§ **Directions**
Output the lines of the data below as a numbered list, skipping blank lines and leaving the pictures out.

━━ Exercise data

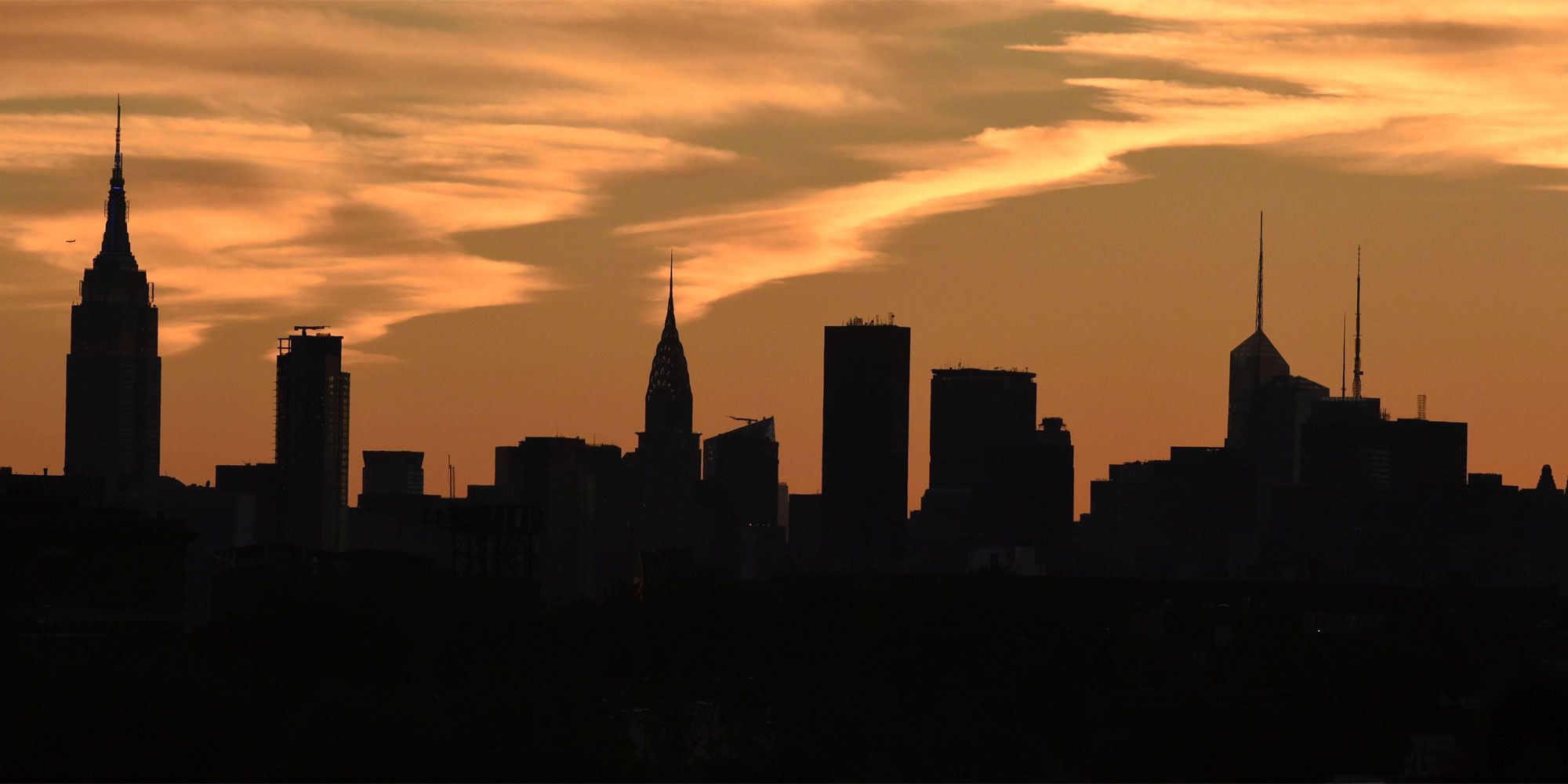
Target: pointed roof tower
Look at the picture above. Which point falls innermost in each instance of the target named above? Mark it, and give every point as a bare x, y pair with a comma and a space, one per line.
115, 252
669, 401
1254, 363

━━━━

§ **Answer for the task**
1. Target: pointed roof tower
2. Look at the picture above. Which point falls innermost in each instance of the target named above? Mark it, and give every point as a bare x, y pair with a comma and a space, one per line.
3. 115, 252
4. 669, 401
5. 1254, 363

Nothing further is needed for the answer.